====== DATA FOR PROCESSING ======

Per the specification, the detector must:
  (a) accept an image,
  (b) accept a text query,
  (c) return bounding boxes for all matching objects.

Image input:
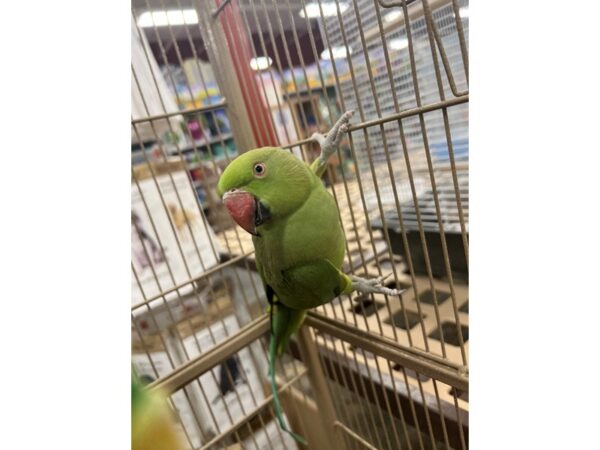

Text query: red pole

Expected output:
[217,0,278,147]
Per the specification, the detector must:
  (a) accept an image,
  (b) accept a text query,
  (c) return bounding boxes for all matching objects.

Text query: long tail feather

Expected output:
[269,304,307,445]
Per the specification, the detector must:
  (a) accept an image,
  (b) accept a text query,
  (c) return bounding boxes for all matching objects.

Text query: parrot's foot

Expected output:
[311,110,354,161]
[349,274,406,296]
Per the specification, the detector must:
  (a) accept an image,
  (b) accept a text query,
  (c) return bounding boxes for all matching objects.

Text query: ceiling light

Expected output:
[138,9,198,28]
[300,2,348,19]
[250,56,273,71]
[383,10,402,23]
[389,38,408,50]
[321,47,352,60]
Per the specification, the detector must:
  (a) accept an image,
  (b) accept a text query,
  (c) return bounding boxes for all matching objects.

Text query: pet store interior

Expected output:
[131,0,469,450]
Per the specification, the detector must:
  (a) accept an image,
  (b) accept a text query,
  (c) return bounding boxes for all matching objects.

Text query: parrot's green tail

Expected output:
[269,303,307,445]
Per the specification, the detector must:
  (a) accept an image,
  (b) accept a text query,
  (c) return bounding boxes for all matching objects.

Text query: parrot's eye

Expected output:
[254,163,267,178]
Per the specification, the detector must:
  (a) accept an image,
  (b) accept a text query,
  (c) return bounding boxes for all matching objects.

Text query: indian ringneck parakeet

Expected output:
[217,111,401,443]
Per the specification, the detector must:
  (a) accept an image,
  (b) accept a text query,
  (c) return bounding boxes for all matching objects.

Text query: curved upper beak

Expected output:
[223,189,271,236]
[223,190,256,235]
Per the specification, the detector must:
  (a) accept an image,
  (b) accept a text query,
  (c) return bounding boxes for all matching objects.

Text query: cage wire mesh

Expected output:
[131,0,469,449]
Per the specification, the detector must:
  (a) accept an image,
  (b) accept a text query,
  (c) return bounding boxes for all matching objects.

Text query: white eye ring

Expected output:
[252,163,267,178]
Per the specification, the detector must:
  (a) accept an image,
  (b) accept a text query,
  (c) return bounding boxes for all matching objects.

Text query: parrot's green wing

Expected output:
[282,259,352,309]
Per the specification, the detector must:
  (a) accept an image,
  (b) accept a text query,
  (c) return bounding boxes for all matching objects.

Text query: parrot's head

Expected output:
[217,147,314,236]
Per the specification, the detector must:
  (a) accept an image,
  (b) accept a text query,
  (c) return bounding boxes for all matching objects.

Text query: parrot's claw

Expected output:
[311,110,354,161]
[350,274,406,296]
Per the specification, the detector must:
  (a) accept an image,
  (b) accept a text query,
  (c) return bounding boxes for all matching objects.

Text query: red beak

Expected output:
[223,191,256,235]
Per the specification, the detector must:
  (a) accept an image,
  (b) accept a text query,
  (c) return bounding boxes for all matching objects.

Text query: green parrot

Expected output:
[217,111,401,443]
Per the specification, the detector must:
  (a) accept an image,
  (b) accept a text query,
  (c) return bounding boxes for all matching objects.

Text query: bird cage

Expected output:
[131,0,469,449]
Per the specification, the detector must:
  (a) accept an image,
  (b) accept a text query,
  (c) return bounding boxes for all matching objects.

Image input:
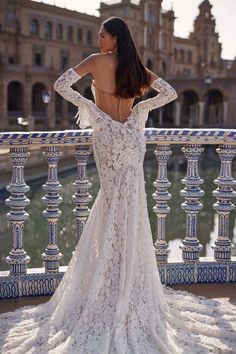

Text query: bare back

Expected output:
[93,53,134,122]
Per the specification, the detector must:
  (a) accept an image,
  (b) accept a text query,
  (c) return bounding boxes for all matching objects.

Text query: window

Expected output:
[61,49,69,70]
[8,57,15,64]
[57,23,63,40]
[180,49,184,62]
[175,48,178,62]
[162,33,167,52]
[188,50,192,63]
[77,28,83,44]
[7,10,14,26]
[45,21,52,38]
[33,46,44,66]
[34,53,42,66]
[67,26,73,43]
[87,30,92,45]
[31,19,39,36]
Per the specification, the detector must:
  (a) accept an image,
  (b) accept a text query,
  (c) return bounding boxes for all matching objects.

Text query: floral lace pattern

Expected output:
[0,72,236,354]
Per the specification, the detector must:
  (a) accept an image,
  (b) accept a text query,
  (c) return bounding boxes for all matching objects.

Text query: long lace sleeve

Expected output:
[137,77,177,111]
[54,68,92,129]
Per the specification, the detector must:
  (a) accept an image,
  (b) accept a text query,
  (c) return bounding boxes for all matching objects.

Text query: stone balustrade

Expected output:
[0,128,236,298]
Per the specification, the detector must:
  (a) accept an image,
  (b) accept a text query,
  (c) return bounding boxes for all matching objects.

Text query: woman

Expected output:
[0,17,236,354]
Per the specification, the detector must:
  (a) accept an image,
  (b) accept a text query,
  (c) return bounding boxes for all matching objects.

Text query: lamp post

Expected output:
[204,75,212,125]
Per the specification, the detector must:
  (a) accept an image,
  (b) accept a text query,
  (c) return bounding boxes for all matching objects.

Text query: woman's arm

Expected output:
[54,55,94,106]
[54,55,97,128]
[137,68,177,111]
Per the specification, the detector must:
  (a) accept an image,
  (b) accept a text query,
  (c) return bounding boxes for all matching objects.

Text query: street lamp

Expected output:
[204,75,212,125]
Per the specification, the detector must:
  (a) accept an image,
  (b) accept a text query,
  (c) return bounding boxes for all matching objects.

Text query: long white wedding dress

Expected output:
[0,69,236,354]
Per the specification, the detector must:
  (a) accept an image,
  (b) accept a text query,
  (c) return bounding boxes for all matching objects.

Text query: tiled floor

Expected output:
[0,283,236,313]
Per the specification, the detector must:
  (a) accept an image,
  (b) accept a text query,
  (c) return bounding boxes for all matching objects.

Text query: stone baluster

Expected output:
[152,145,172,263]
[42,146,63,272]
[6,147,30,275]
[180,144,204,261]
[72,145,93,240]
[212,145,236,261]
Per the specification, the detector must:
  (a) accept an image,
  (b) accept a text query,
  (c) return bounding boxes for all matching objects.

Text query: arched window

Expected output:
[162,33,167,52]
[7,81,23,114]
[57,23,63,40]
[188,50,192,63]
[77,28,83,44]
[31,18,39,36]
[174,48,178,62]
[45,21,52,38]
[67,26,73,43]
[147,59,152,70]
[87,30,92,45]
[32,83,46,115]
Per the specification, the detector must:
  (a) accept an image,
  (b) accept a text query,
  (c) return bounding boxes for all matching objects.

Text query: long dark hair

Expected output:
[102,16,150,98]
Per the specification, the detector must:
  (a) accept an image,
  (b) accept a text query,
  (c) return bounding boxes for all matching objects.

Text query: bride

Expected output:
[0,17,236,354]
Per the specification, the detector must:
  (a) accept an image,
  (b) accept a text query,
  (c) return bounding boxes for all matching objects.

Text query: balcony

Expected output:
[0,128,236,302]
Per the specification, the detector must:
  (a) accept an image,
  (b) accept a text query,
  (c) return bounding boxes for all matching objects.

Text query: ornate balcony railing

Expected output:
[0,128,236,298]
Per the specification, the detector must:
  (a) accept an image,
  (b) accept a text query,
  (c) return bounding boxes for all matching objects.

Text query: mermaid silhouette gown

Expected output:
[0,68,236,354]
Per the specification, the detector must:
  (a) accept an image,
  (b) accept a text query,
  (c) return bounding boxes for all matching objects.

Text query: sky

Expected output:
[31,0,236,59]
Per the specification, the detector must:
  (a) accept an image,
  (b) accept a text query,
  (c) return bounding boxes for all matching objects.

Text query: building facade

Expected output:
[0,0,236,131]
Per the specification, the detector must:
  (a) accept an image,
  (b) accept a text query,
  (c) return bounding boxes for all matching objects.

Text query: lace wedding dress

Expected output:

======

__DESCRIPTION OF THE TASK__: Reproduce all of the lines in the listing above without any alteration, omitting the pictures from the output.

__SOLUTION TO THIS TASK__:
Per the specification, the detector must:
  (a) accept an image,
  (b) accept a text query,
  (c) return bounding boxes for all matching objects.

Image input:

Text query: red pole

Expected output:
[217,0,278,147]
Per the specification, the detector must:
  (a) accept an image,
  (b) accept a text query,
  (c) return bounding boxes for all matching objects.

Text query: long tail feather

Expected output:
[269,304,307,445]
Per the specification, the detector must:
  (a) accept an image,
  (b) accept a text query,
  (c) return bounding boxes for all matching objects.

Text query: parrot's foot

Expected output:
[311,110,354,161]
[349,274,406,296]
Per the specification, the detector must:
  (a) accept an image,
  (b) accept a text query,
  (c) return bounding boxes for all matching objects.

Text query: ceiling light

Expected output:
[138,9,198,28]
[300,2,348,19]
[250,56,273,71]
[383,10,402,23]
[389,38,408,50]
[321,47,352,60]
Per the specification, the detector must:
  (a) accept an image,
  (b) accept a text query,
  (c) return bounding boxes for all matching objects.

Text query: pet store interior

Expected output:
[131,0,469,450]
Per the specification, the detector must:
  (a) accept an image,
  (b) accept a text query,
  (c) return bounding boxes for all matching objects.

Text query: parrot's green tail

Expected output:
[269,303,307,445]
Per the specification, the detector must:
  (a) accept an image,
  (b) accept a text query,
  (c) return bounding boxes for all matching objects.

Text query: parrot's eye

Expected output:
[254,163,267,178]
Per the specification, the detector must:
  (a) accept an image,
  (b) accept a text query,
  (c) return bounding boxes for all matching objects.

Text query: indian ringneck parakeet

Expected output:
[217,111,401,443]
Per the specification, the detector must:
  (a) accept an image,
  (b) accept a text query,
  (c) return bounding boxes for all matching objects.

Text query: curved upper beak

Expected output:
[223,189,271,236]
[223,190,256,235]
Per the specification, the detector must:
  (a) accept an image,
  (b) accept a text query,
  (c) return bounding boxes for all matching objects.

Text query: cage wire mesh

Expected output:
[131,0,469,449]
Per the specification, the detector must:
  (a) accept an image,
  (b) accept a text query,
  (c) return bounding boxes for all matching objects.

Text query: white eye ring

Expected output:
[252,163,267,178]
Per the specification, the detector must:
  (a) accept an image,
  (b) accept a text query,
  (c) return bounding boxes for all matching objects.

Text query: parrot's green wing

Expected output:
[282,259,352,309]
Per the specification, the detector must:
  (a) accept an image,
  (b) accept a text query,
  (c) return bounding boxes for all matching objects.

Text query: parrot's head

Expected output:
[217,147,314,236]
Per the specification, the detector must:
  (a) accept an image,
  (b) accept a text query,
  (c) return bounding boxes for all matching objects.

Text query: parrot's claw

Expected output:
[311,110,354,161]
[350,274,406,296]
Per the specification, the detector must:
  (a) accept an image,
  (b) accept a text query,
  (c) return bounding boxes for all matching objects.

Text query: red beak

Expected output:
[223,191,256,235]
Per the specification, the detector must:
  (a) accept an image,
  (b) accept a text query,
  (c) return bounding boxes for all matching objects.

Text query: green parrot

Expected output:
[217,111,401,443]
Per the specification, the detector must:
  (a) accept an image,
  (b) accept a text query,
  (c) return bounding boxes for all matching objects.

Text query: bird cage

Expected output:
[131,0,469,449]
Per the specification, the detector must:
  (a) accept an image,
  (b) accept a text query,
  (c) return bounding boxes for all matching objects.

Image input:

Text query: bare back

Expected output:
[93,53,134,122]
Per the specification, the detector must:
  (a) accept an image,
  (b) accept a text query,
  (c) return bounding boxes for all matching objects.

Text query: window

Expected output:
[61,49,69,70]
[8,57,15,64]
[57,23,63,40]
[180,49,184,62]
[175,48,178,62]
[162,33,167,52]
[188,50,192,63]
[77,28,83,44]
[7,10,14,26]
[45,21,52,38]
[33,46,44,66]
[34,53,42,66]
[67,26,73,43]
[87,30,92,45]
[31,19,39,36]
Per the specification, the detector must:
  (a) accept an image,
  (b) accept a text query,
  (c) return bounding boxes for all matching objects.

Text query: floral lace pattern

Expected output:
[0,72,236,354]
Per the specification, the detector must:
  (a) accept an image,
  (b) accept a text query,
  (c) return bounding boxes for all matching objects.

Text query: long lace sleeve

Expected output:
[137,77,177,111]
[54,68,92,129]
Per the specification, the detector must:
  (a) accept an image,
  (b) accept a text query,
  (c) return bounding boxes for all matching objects.

Text query: stone balustrade

Expected output:
[0,128,236,298]
Per the specification, the detector must:
  (a) accept an image,
  (b) accept a text query,
  (c) return bounding boxes for all matching objects.

Text query: woman

Expected output:
[0,17,236,354]
Per the specification, the detector must:
  (a) accept an image,
  (b) accept a text query,
  (c) return bounding boxes for all matching objects.

Text query: lamp post

Expected output:
[204,75,212,125]
Per the specification, the detector must:
  (a) accept an image,
  (b) accept a text query,
  (c) return bounding boxes for all matching objects.

Text query: woman's arm

Expected output:
[54,55,94,106]
[54,55,97,128]
[137,68,177,111]
Per the specification, the detector must:
  (a) accept an image,
  (b) accept a text query,
  (c) return bounding boxes for all matching objects.

Text query: street lamp

Expected output:
[204,75,212,125]
Per the specification, the detector must:
  (a) accept an image,
  (b) accept a text query,
  (c) return bounding boxes for all matching objects.

Text query: long white wedding dress

Expected output:
[0,69,236,354]
Per the specification, the detector must:
  (a) accept an image,
  (b) accept a text query,
  (c) return bounding boxes for all matching objects.

Text query: tiled floor

Expected output:
[0,283,236,313]
Per the specification, the detector must:
  (a) accept an image,
  (b) accept a text query,
  (c) return bounding boxes for all matching objects.

Text query: stone baluster

Expected output:
[152,145,172,263]
[42,146,63,272]
[6,147,30,275]
[180,144,204,261]
[72,145,93,240]
[212,145,236,261]
Per the specification, the detector must:
  (a) accept an image,
  (b) accept a text query,
  (c) return bounding boxes for all matching objects.

Text query: arched window

Expected output:
[162,33,167,52]
[7,81,23,114]
[57,23,63,40]
[188,50,192,63]
[77,28,83,44]
[31,18,39,36]
[174,48,178,62]
[45,21,52,38]
[67,26,73,43]
[147,59,152,70]
[87,30,92,45]
[32,83,46,115]
Per the specification, the detector must:
  (a) accept an image,
  (b) accept a text query,
  (c) return bounding boxes for all matching objects.

Text query: long dark hair

Expected output:
[102,16,150,98]
Per the specification, the detector must:
  (a) accept an image,
  (b) accept a text query,
  (c) return bounding boxes for all matching objects.

Text query: bride

Expected output:
[0,17,236,354]
Per the specification, the detector must:
  (a) accept an image,
  (b) accept a text query,
  (c) return bounding boxes for all matching objects.

Text query: balcony

Expected output:
[0,128,236,302]
Per the specification, the detector must:
  (a) accept an image,
  (b) accept a text query,
  (c) return bounding boxes for all matching objects.

Text query: ornate balcony railing

Expected output:
[0,128,236,298]
Per the specification, the detector must:
  (a) accept an image,
  (b) accept a text query,
  (c) return bounding boxes for all matching objects.

Text query: mermaid silhouette gown

Expected output:
[0,68,236,354]
Per the specification, the detector must:
  (a) accept an image,
  (b) accept a text query,
  (c) return bounding boxes for all matching objects.

Text query: sky

Expected output:
[31,0,236,59]
Per the specification, the detector must:
  (a) accept an image,
  (b) accept a text query,
  (c) return bounding boxes for all matching objects.

Text query: building facade

Expected output:
[0,0,236,131]
Per the specification, the detector must:
  (a) accept an image,
  (b) accept a text query,
  (c) return bounding boxes for all matching objects.

Text query: lace wedding dress

Expected output:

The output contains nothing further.